§ Point placement records
-------
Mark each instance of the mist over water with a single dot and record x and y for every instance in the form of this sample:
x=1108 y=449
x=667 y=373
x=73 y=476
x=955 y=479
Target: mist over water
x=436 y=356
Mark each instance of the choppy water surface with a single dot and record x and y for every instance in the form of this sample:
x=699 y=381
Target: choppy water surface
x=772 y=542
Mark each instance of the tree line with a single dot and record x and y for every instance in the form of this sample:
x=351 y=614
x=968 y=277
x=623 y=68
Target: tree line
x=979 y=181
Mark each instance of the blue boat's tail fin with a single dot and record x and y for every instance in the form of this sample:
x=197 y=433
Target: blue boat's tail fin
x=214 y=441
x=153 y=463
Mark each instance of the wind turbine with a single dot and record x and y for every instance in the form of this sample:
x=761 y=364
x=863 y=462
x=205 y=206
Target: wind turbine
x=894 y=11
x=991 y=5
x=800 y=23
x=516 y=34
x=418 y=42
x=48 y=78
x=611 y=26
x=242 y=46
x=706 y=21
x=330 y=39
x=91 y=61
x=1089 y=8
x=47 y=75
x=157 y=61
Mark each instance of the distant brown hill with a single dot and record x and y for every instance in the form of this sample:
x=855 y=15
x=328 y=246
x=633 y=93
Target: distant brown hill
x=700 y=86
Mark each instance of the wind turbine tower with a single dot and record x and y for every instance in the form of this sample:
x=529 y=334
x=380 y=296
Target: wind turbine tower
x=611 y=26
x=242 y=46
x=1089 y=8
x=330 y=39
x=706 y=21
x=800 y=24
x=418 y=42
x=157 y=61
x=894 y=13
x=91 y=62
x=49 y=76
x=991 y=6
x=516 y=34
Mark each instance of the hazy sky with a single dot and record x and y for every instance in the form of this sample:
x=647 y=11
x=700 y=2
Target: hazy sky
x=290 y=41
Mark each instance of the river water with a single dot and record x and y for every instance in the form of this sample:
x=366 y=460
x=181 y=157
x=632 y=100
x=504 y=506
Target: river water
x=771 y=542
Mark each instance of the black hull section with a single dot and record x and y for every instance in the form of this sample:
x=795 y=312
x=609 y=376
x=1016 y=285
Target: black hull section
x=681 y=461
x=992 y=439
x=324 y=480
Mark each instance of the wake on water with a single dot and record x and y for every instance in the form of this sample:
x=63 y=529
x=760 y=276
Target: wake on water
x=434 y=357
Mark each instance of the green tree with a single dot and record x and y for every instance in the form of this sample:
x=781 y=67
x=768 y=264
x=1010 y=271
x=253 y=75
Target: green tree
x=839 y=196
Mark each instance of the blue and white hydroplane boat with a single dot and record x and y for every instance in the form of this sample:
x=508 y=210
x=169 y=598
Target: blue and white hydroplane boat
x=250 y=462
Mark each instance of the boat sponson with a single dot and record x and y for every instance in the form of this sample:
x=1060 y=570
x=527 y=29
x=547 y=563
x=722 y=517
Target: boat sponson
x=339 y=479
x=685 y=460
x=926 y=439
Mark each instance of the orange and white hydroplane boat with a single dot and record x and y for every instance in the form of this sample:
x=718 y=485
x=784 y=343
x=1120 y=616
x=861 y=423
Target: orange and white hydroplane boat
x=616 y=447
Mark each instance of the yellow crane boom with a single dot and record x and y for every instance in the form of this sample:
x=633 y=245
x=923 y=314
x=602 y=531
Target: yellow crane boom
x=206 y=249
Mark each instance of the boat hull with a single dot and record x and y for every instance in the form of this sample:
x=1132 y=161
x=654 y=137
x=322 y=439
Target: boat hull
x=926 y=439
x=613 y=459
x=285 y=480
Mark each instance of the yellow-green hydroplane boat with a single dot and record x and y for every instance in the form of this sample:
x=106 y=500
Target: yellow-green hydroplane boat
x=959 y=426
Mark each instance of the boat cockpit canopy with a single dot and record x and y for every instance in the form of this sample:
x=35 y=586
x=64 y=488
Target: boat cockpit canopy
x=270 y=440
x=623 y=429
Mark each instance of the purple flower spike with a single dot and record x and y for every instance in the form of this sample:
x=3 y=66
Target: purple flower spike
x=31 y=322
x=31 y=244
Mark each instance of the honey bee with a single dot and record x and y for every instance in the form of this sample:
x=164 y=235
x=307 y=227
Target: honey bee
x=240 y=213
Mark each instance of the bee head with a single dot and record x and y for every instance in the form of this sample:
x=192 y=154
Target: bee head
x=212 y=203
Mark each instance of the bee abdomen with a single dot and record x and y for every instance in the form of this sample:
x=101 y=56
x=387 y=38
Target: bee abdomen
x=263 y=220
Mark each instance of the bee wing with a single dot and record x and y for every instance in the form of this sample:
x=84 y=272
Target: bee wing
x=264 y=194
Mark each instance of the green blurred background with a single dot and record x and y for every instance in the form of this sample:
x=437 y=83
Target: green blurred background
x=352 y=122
-------
§ YOUR TASK
Exact repetition is required for the lines from the one that contains "Mark each instance of the honey" through the final line; leave out everything else.

§ REPLY TO THE TASK
Mark each instance of the honey bee with a single dot and record x and y for every instance in the form of this sample:
x=164 y=235
x=307 y=227
Target: honey bee
x=240 y=213
Mark each instance of the bee head with a single dot and record x and y for every instance in the form of this sample:
x=192 y=154
Target: bee head
x=212 y=203
Mark each instance of the bee abdomen with a single dot and record x and y for every instance in the form of this sample:
x=101 y=56
x=387 y=38
Target: bee abdomen
x=263 y=220
Mark each instance of the bee wing with a single dot and record x and y for every instance in the form of this sample:
x=84 y=272
Target: bee wing
x=264 y=194
Mark each instance of the green blurred background with a single dot and record x and y for every instance in the form of this sample:
x=437 y=83
Target: green blurred background
x=352 y=122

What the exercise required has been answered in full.